Find every line in the entries below that contains the string "shrub" and copy each one out.

Saved entries:
(begin)

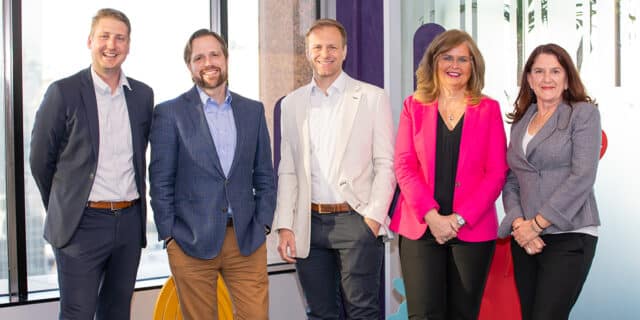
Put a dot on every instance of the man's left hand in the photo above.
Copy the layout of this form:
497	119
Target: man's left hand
374	226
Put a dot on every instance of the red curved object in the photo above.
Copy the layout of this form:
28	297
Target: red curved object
500	300
603	144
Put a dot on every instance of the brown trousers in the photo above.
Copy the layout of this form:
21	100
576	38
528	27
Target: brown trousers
245	276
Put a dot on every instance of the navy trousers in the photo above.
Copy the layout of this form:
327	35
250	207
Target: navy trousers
549	283
345	257
97	268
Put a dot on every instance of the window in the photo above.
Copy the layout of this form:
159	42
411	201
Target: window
4	256
54	46
266	57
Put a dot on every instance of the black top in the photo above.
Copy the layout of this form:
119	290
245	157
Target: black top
447	151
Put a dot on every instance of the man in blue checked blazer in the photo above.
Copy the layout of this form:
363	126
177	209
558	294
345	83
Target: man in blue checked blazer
212	187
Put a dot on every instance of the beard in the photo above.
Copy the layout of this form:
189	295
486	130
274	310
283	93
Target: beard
213	84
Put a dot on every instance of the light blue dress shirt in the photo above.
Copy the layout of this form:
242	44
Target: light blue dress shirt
222	127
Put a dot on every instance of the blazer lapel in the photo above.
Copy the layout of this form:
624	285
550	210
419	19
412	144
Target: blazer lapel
91	107
470	122
195	113
547	130
430	125
134	122
238	114
302	103
350	103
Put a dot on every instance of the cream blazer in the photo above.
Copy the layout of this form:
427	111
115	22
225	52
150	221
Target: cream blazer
364	149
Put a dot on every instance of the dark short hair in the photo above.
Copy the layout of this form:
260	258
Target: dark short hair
188	49
322	23
575	91
110	13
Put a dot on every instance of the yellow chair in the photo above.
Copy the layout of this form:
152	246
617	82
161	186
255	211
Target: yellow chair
168	306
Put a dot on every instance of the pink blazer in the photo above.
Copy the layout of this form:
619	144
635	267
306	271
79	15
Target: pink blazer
481	172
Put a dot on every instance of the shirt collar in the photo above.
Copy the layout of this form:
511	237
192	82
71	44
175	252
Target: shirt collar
204	97
337	86
102	86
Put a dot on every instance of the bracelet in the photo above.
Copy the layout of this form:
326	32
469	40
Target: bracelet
538	224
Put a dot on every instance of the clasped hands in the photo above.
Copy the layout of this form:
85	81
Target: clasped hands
527	235
443	228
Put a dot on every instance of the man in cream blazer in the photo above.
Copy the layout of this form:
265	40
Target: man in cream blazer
335	181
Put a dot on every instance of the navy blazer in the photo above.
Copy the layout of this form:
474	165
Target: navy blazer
556	174
189	191
64	150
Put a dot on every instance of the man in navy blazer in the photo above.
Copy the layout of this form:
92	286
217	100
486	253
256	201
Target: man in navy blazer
88	160
212	187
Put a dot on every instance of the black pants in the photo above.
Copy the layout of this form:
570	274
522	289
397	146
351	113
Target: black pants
97	268
444	281
345	257
549	283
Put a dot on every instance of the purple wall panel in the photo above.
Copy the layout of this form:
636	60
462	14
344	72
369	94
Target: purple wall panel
365	41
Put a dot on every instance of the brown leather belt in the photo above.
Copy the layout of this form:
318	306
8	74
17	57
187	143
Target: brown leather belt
115	205
323	208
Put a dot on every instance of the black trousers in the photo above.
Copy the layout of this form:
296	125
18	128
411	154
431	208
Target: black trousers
550	282
444	281
97	268
345	257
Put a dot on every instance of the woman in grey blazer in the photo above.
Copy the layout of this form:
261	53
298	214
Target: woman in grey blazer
548	198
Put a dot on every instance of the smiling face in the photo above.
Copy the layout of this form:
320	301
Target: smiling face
326	52
207	64
454	68
109	45
548	79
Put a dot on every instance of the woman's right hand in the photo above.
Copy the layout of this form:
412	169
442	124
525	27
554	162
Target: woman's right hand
442	227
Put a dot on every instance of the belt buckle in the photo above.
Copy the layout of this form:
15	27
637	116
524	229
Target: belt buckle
113	209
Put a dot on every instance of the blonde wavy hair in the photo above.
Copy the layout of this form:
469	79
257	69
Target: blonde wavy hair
429	86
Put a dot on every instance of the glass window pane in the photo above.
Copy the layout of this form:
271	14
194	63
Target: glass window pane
4	259
266	57
55	46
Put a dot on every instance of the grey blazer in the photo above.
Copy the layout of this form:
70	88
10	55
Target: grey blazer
555	176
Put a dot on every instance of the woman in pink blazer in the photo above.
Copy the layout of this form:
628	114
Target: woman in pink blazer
450	164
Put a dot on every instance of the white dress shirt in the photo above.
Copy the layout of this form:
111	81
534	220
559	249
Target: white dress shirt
115	176
325	117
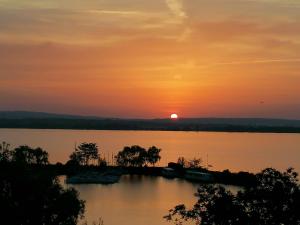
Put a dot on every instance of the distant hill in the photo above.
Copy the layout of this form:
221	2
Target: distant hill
41	120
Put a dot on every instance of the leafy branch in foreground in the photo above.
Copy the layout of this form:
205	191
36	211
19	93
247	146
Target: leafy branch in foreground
274	200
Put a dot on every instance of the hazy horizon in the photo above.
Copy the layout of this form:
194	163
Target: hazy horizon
137	59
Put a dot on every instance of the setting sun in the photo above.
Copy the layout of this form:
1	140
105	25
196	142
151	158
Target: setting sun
174	116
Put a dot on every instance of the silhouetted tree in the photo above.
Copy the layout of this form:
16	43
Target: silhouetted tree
84	153
274	200
194	163
5	153
30	199
153	155
27	155
182	161
132	156
31	195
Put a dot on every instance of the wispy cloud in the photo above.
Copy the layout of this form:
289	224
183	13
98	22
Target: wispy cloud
176	7
263	61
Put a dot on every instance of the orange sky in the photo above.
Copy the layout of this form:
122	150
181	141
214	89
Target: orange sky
133	58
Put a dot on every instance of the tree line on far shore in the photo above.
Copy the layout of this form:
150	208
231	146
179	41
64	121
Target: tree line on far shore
135	156
30	195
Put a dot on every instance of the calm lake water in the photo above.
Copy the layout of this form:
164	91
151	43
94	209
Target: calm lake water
139	200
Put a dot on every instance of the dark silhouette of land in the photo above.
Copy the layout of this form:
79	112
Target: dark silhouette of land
38	120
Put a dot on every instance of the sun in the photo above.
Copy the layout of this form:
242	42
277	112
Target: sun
174	116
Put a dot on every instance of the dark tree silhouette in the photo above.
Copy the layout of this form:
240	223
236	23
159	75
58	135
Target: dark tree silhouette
274	200
153	155
27	155
32	195
27	198
84	153
5	152
191	163
132	156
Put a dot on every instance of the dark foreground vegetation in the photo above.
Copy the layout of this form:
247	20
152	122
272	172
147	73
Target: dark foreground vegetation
273	200
31	194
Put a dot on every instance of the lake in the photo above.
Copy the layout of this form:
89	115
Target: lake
233	151
140	200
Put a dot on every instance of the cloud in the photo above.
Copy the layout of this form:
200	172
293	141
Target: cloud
176	7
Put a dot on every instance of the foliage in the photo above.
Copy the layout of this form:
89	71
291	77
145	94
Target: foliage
32	195
137	156
84	153
192	163
27	155
27	198
274	200
132	156
5	152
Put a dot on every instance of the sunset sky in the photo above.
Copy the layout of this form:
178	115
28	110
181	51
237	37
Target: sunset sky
148	59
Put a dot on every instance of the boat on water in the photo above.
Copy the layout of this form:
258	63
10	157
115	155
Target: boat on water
198	176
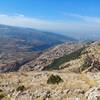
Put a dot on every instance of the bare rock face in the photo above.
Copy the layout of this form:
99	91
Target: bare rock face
93	93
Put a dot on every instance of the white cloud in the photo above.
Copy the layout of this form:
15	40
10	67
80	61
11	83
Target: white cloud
89	25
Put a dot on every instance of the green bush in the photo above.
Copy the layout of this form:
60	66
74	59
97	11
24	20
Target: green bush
87	63
21	88
54	79
2	95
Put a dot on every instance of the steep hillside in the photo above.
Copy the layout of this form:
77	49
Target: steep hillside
88	60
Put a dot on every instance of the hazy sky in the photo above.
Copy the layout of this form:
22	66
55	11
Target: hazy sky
77	18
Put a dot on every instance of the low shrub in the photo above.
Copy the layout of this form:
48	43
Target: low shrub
21	88
54	79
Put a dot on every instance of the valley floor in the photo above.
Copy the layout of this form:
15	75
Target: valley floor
33	86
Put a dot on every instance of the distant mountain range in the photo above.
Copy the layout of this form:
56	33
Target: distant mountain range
37	40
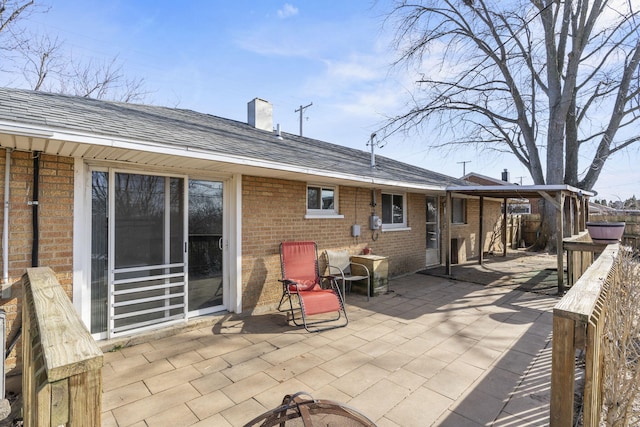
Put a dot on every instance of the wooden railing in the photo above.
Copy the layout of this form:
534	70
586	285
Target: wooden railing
580	255
62	372
578	321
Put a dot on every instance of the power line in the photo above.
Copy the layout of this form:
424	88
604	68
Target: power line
301	110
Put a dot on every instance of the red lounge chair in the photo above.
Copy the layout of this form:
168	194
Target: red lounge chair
301	280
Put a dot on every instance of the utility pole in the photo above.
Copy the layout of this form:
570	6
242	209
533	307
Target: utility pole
301	110
464	168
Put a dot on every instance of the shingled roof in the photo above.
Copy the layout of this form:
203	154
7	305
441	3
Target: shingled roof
85	121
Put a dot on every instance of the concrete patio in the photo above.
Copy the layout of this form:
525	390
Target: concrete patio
433	351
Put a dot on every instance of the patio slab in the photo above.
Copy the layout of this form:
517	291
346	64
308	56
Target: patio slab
433	351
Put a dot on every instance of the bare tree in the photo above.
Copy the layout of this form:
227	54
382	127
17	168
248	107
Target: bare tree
544	80
101	80
11	12
45	64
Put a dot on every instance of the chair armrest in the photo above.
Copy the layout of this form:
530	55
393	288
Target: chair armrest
329	266
288	282
363	266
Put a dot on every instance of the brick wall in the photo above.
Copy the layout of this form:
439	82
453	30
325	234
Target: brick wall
55	211
274	211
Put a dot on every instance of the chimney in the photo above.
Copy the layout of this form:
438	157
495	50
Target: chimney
260	114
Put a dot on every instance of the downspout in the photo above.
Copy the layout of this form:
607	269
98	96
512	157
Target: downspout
34	206
6	289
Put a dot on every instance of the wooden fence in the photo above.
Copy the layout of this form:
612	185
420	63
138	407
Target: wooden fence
578	321
62	372
581	252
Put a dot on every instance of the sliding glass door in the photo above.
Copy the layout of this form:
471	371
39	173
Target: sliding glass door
144	230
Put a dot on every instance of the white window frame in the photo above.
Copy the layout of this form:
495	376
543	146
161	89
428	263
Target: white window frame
322	213
395	226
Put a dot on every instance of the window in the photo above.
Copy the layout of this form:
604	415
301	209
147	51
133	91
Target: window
459	211
322	200
393	210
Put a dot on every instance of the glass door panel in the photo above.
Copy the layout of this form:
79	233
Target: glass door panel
147	285
99	251
205	246
433	236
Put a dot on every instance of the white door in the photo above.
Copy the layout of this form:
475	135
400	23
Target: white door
433	231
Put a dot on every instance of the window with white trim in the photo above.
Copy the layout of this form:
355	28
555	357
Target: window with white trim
458	211
322	200
393	210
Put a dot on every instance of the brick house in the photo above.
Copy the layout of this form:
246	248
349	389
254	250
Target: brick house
192	208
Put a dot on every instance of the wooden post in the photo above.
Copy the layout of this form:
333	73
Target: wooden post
563	372
481	230
447	234
504	229
559	237
62	380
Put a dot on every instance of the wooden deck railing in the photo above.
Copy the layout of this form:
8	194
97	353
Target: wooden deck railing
578	321
62	372
580	255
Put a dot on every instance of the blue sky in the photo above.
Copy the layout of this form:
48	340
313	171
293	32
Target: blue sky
215	56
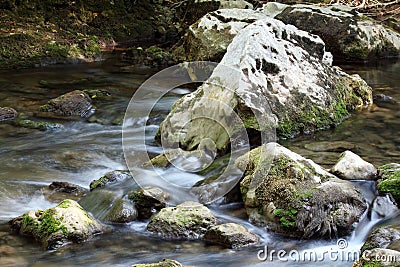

(end)

**Exercise output**:
Put a dot on every instance of the low shrub in the photo above.
Target: low shrub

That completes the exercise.